If the authors can explain this paper clearly in plain math without introducing advanced math jargons, anonymous link to pdf can be provided (if this is acceptable by the conference regulations). This modifications could also help this paper to have larger impacts if accepted.

局限性

See weakness.

最终评判理由

The authors have addressed my comments. Therefore, I decided to increase the score.

格式问题

N/A

作者回复

We thank the reviewer for acknowledging the novelty and neatness of our results, and for the constructive feedback. We understand the main suggestion of the reviewer is to reduce mathematical jargon, especially related to measure theory (which some undergrads do not study), to make the paper more widely accessible. We agree, and will incorporate the reviewer suggestions into the paper (e.g., add definitions of essup and essinf and exemplify Gibbs in the case it has a PDF). Below we address the additional comments (we will clarify all these in the revised version).

Weaknesses:

  1. Stationary Distribution Assumption: The theory's core relies on the existence of a stationary distribution of the Gibbs form, peβLSp_{\infty} \propto e^{-\beta L_S}. While this holds for CLD on a bounded domain or with specific regularizers, the existence and form of an asymptotic distribution for practical optimizers like SGD remain unresolved open problems.

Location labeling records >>
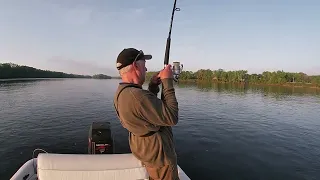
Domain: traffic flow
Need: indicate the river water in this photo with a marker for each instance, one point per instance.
(225, 131)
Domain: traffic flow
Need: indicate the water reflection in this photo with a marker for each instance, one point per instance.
(266, 90)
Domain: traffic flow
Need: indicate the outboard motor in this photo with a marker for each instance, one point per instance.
(100, 138)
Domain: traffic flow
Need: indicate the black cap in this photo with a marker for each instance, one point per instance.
(129, 55)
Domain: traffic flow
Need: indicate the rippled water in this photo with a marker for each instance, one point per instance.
(225, 132)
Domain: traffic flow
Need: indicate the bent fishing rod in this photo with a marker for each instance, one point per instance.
(176, 65)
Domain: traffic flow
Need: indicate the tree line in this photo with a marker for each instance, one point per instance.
(242, 76)
(13, 71)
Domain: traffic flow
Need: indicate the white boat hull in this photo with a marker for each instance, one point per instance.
(85, 166)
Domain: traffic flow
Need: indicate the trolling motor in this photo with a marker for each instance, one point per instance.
(100, 139)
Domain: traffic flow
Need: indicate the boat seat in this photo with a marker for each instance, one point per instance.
(90, 166)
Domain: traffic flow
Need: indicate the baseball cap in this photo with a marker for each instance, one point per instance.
(129, 55)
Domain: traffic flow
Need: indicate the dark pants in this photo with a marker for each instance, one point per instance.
(168, 172)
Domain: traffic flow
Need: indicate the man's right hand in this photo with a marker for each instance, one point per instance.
(166, 73)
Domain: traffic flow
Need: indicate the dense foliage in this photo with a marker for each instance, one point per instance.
(242, 76)
(9, 71)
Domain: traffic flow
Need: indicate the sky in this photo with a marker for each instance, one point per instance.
(86, 36)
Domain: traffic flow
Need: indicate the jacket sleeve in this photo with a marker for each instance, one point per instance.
(153, 88)
(160, 112)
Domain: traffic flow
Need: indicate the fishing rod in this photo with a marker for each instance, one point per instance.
(176, 65)
(177, 69)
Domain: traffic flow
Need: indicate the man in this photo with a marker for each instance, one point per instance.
(148, 118)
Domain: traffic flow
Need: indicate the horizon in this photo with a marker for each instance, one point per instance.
(85, 37)
(225, 70)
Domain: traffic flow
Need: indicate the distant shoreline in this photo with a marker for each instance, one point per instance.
(293, 85)
(13, 71)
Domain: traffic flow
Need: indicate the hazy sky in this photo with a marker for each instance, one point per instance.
(85, 36)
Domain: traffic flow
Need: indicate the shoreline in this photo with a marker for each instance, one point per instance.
(291, 85)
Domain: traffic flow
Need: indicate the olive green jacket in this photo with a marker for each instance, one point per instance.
(142, 113)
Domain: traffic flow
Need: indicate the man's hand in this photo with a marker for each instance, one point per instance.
(166, 73)
(155, 80)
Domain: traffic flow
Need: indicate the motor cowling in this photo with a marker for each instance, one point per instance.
(100, 138)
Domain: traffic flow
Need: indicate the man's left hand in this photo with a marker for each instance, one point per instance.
(155, 80)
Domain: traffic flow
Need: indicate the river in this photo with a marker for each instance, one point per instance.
(225, 131)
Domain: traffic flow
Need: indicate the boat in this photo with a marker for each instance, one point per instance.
(101, 162)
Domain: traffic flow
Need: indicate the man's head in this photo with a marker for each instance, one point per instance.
(131, 65)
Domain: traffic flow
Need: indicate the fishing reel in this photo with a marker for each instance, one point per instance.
(177, 69)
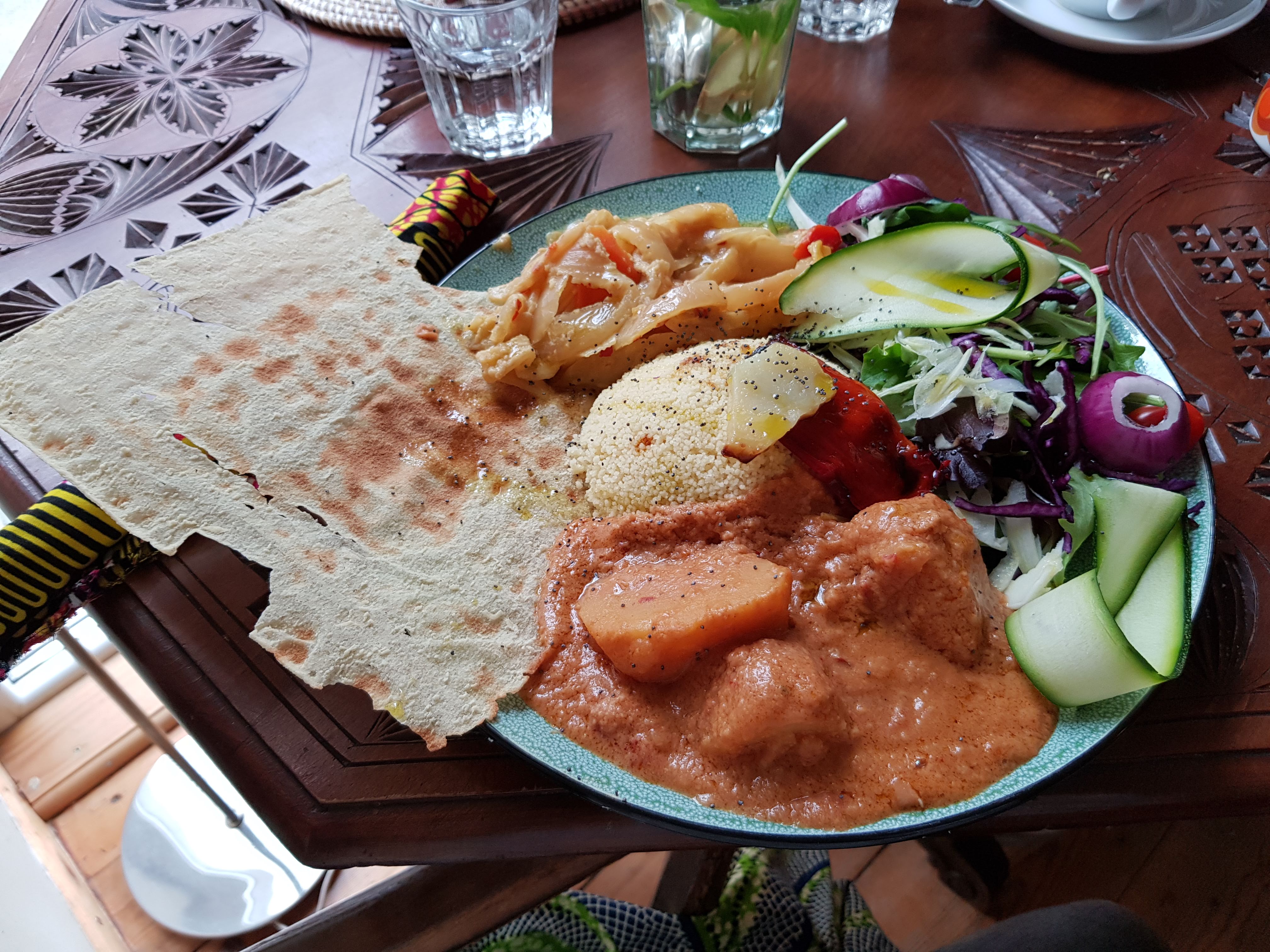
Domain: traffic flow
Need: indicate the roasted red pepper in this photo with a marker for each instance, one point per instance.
(855, 447)
(825, 234)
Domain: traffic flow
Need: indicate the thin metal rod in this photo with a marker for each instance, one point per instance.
(130, 707)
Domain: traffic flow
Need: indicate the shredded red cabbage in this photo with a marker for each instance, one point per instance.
(1062, 295)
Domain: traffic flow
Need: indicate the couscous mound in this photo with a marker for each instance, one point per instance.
(656, 437)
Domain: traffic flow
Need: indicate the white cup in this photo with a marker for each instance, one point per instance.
(1112, 9)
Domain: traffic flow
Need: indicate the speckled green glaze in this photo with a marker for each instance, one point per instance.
(1080, 730)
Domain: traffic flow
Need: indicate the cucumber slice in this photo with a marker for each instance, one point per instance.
(1070, 647)
(1131, 524)
(930, 276)
(1155, 616)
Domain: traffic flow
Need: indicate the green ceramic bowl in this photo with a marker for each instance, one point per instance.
(1080, 730)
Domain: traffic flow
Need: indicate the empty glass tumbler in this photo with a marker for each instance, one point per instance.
(717, 70)
(848, 21)
(487, 68)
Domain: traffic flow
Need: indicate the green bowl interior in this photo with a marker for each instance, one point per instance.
(1080, 730)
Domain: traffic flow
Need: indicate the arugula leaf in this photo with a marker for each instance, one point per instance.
(748, 20)
(1124, 357)
(886, 367)
(1079, 496)
(1052, 320)
(925, 214)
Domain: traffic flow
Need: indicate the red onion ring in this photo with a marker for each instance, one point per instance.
(1119, 444)
(892, 192)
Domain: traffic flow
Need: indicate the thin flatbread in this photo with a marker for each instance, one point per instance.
(403, 504)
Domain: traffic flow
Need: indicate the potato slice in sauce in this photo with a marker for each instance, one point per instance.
(652, 619)
(768, 394)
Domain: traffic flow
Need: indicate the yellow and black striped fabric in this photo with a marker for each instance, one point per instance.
(44, 554)
(441, 219)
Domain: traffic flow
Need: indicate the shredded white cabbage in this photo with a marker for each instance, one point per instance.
(1053, 385)
(1037, 581)
(1005, 573)
(943, 375)
(1024, 544)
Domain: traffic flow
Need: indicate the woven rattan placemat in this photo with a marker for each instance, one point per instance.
(379, 18)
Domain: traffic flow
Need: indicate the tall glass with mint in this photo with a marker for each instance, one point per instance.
(717, 70)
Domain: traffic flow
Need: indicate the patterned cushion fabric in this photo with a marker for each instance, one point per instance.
(774, 902)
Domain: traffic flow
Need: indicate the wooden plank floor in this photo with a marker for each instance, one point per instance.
(1201, 884)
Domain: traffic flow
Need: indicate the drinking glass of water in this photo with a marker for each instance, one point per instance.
(487, 68)
(848, 21)
(717, 70)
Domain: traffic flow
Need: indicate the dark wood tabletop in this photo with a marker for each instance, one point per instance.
(1140, 159)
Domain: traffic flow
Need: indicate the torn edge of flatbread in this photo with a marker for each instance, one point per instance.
(291, 409)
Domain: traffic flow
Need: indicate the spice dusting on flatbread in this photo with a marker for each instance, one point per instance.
(403, 504)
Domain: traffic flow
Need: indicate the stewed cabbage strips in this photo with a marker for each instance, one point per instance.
(610, 294)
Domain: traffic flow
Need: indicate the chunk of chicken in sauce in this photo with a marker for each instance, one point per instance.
(611, 294)
(773, 697)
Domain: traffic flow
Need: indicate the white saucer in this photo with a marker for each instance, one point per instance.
(1175, 26)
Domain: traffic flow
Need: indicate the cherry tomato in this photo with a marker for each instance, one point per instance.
(1153, 416)
(818, 233)
(1197, 422)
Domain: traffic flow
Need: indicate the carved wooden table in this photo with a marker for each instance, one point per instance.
(134, 126)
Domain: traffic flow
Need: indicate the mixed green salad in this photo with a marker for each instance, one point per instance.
(993, 348)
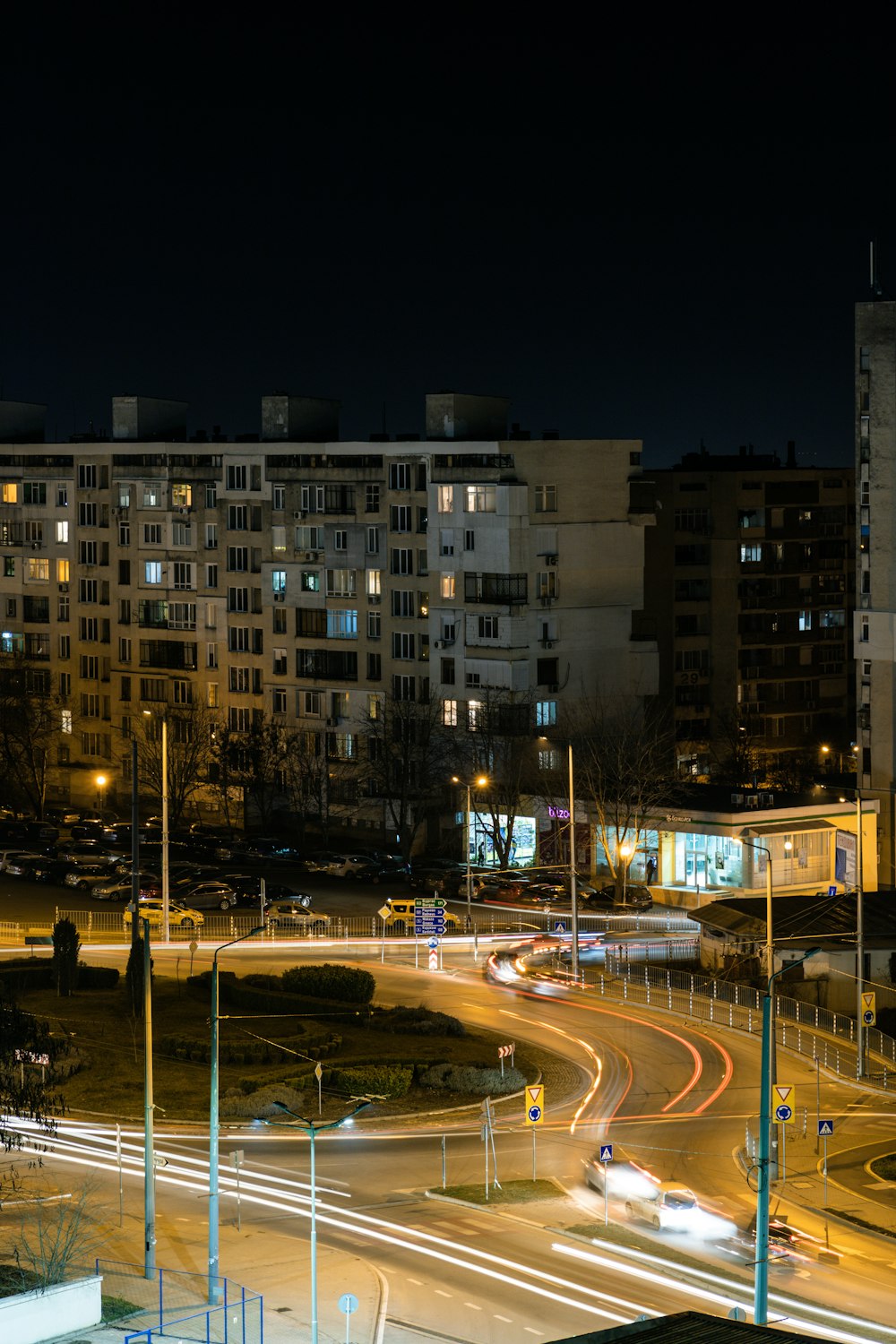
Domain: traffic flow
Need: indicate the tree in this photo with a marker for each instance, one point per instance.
(190, 747)
(24, 1083)
(30, 730)
(66, 945)
(498, 746)
(409, 761)
(624, 773)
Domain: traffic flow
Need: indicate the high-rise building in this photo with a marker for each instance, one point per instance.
(298, 580)
(874, 631)
(748, 593)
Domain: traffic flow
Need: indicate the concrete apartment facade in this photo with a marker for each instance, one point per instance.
(748, 593)
(874, 623)
(298, 578)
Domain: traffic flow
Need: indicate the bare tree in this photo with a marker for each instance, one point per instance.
(190, 746)
(624, 769)
(409, 761)
(498, 746)
(30, 730)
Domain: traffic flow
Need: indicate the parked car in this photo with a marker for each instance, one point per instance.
(635, 898)
(121, 887)
(249, 890)
(85, 875)
(207, 895)
(179, 917)
(668, 1206)
(401, 916)
(289, 914)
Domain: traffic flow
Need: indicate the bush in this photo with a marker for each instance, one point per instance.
(421, 1021)
(374, 1080)
(476, 1080)
(97, 978)
(330, 980)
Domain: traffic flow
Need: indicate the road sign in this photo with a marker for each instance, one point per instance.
(783, 1102)
(535, 1104)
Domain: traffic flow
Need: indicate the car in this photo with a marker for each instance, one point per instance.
(249, 890)
(179, 917)
(401, 916)
(635, 898)
(289, 914)
(15, 857)
(207, 895)
(121, 887)
(85, 875)
(668, 1206)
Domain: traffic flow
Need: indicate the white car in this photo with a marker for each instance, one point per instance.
(668, 1206)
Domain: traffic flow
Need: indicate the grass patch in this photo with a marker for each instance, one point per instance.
(116, 1308)
(511, 1193)
(109, 1045)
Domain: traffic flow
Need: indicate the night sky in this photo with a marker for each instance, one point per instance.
(659, 241)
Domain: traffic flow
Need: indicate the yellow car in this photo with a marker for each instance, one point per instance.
(401, 916)
(179, 917)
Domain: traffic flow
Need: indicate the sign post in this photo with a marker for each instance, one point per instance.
(825, 1131)
(783, 1102)
(606, 1156)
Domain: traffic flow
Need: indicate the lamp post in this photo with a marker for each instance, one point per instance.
(479, 784)
(770, 946)
(312, 1131)
(166, 883)
(761, 1277)
(214, 1288)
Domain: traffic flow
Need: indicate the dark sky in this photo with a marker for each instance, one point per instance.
(653, 239)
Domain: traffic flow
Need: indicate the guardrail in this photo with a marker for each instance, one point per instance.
(820, 1034)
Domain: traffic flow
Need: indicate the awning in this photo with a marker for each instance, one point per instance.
(790, 828)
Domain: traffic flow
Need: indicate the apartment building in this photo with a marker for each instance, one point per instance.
(295, 578)
(874, 624)
(750, 596)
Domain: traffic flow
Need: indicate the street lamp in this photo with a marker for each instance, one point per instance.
(214, 1289)
(625, 852)
(312, 1129)
(770, 951)
(166, 883)
(761, 1279)
(479, 784)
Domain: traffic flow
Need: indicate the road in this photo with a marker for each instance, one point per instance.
(673, 1094)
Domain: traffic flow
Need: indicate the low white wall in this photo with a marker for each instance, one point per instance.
(46, 1312)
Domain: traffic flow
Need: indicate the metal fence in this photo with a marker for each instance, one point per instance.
(820, 1034)
(174, 1303)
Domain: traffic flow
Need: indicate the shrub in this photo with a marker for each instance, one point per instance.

What to work on >>
- 1) For each statement about the review exchange, answer yes or no and quote the words from it that decide the answer. (a) The reviewer raised the score after the authors responded. (b) The authors reject the suggestion to reduce mathematical jargon. (c) The authors plan to add definitions of essup and essinf.
- 2) Carry on the review exchange from its final sentence.

Answers to the tasks >>
- 1)
(a) Yes: "The authors have addressed my comments. Therefore, I decided to increase the score."
(b) No: "We agree, and will incorporate the reviewer suggestions into the paper"
(c) Yes: "add definitions of essup and essinf"

- 2)
    The exact forms of the stationary distributions do tend to be either very complicated or without an elementary expression (see e.g. [A]). That being said, 1) as shown in [B] the distribution of realistic algorithms can in some cases be approximated by known ones, such as the Gibbs posterior studied in Section 3, and 2) we do not need to derive the full stationary distribution, but only need to evaluate the expected potential at initialization. This may be significantly simpler in some cases. .

    [A] Azizian, Waïss, et al. "What is the long-run distribution of stochastic gradient descent? A large deviations analysis." arXiv preprint arXiv:2406.09241 (2024).

    [B] Raginsky, Maxim, Alexander Rakhlin, and Matus Telgarsky. "Non-convex learning via stochastic gradient langevin dynamics: a nonasymptotic analysis." Conference on Learning Theory. PMLR, 2017.

  2. Inverse Temperature Scaling: To be non-vacuous, most theoretical work requires the inverse temperature to scale as β=O(N)\beta = O(N). This implies that for a large sample size NN, the injected noise variance β1\beta^{-1} (from Eq. 10) becomes vanishingly small, potentially rendering it inconsequential to the training dynamics. Conversely, for small NN, the strong noise required to maintain a non-vacuous bound may severely impair model training and performance.

    Note that β=O(N)\beta = O(N) means that β\beta must be at most of order NN, thus making the use of small β\beta possible, even for large NN. Also, we think it is a strength (not a weakness) of our generalization guarantee that it also applies when the noise is too small to affect the training dynamics (i.e., so it effectively applies to gradient flow). Otherwise, this claim is correct — when the training set is small we require more noise to achieve the same generalization guarantee.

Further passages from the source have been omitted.